::: AUSZUG ZUM LESEN

VwGH 2011/12/0094

VwGH2011/12/009425.1.2012

Der Verwaltungsgerichtshof hat durch den Vorsitzenden Senatspräsident Dr. Sulyok und die Hofräte Dr. Zens und Dr. Thoma sowie die Hofrätinnen Mag. Nussbaumer-Hinterauer und Mag. Rehak als Richter, im Beisein des Schriftführers Dr. Köhler, über die Beschwerde des WS in W, vertreten durch Dr. Walter Riedl, Rechtsanwalt in 1010 Wien, Franz Josefs-Kai 5, gegen den Bescheid der Bundesministerin für Finanzen vom 9. Mai 2011, Zl. BMF- 111301/0027-II/5/2011, betreffend Ruhegenussbemessung, zu Recht erkannt:

Normen

GehG 1956 §36 Abs1 idF 1994/550;
PG 1965 §93 Abs3;
VwGG §42 Abs2 Z1;
VwRallg;
GehG 1956 §36 Abs1 idF 1994/550;
PG 1965 §93 Abs3;
VwGG §42 Abs2 Z1;
VwRallg;

 

Spruch:

Der angefochtene Bescheid wird wegen Rechtswidrigkeit seines Inhaltes aufgehoben.

Der Bund hat dem Beschwerdeführer Aufwendungen in der Höhe von EUR 1.326,40 binnen zwei Wochen bei sonstiger Exekution zu ersetzen.

Begründung

Der Beschwerdeführer stand bis zu seiner mit Ablauf des 31. Juli 2010 bewirkten Ruhestandsversetzung in einem öffentlichrechtlichen Aktivdienstverhältnis zum Bund. Unstrittig ist, dass ihm bis zu dem genannten Tag ein Anspruch auf Ergänzungszulage nach § 36 des Gehaltsgesetzes 1956, BGBl. Nr. 54 (im Folgenden: GehG), gebührte.

::::::
::: VORLIEGENDES MATERIAL

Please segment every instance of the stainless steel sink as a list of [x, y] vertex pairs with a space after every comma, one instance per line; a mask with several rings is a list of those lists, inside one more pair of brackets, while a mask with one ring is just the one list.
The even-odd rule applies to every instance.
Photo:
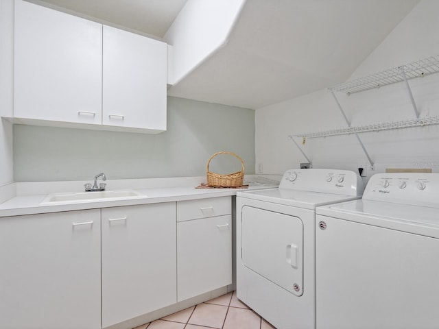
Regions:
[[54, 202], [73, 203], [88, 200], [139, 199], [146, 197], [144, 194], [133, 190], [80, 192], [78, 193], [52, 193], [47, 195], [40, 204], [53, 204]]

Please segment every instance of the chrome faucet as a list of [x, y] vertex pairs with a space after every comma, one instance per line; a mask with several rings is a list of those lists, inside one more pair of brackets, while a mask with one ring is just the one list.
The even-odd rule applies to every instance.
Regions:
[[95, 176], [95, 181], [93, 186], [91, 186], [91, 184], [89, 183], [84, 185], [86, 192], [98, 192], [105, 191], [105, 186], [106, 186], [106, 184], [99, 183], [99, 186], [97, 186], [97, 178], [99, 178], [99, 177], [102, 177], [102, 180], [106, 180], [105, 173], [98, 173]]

::::::
::: VORLIEGENDES MATERIAL

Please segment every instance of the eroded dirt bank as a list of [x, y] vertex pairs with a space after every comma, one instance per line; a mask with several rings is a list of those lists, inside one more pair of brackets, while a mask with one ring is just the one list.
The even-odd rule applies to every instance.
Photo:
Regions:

::::::

**DIE AUFGABE**:
Schreib aus der Entscheidung des Verwaltungsgerichtshofs oben die Stelle von „Der angefochtene Bescheid“ bis einschließlich „Folgenden: GehG), gebührte.“ wortgetreu ab.

**DIE LÖSUNG**:
Der angefochtene Bescheid wird wegen Rechtswidrigkeit seines Inhaltes aufgehoben.

Der Bund hat dem Beschwerdeführer Aufwendungen in der Höhe von EUR 1.326,40 binnen zwei Wochen bei sonstiger Exekution zu ersetzen.

Begründung

Der Beschwerdeführer stand bis zu seiner mit Ablauf des 31. Juli 2010 bewirkten Ruhestandsversetzung in einem öffentlichrechtlichen Aktivdienstverhältnis zum Bund. Unstrittig ist, dass ihm bis zu dem genannten Tag ein Anspruch auf Ergänzungszulage nach § 36 des Gehaltsgesetzes 1956, BGBl. Nr. 54 (im Folgenden: GehG), gebührte.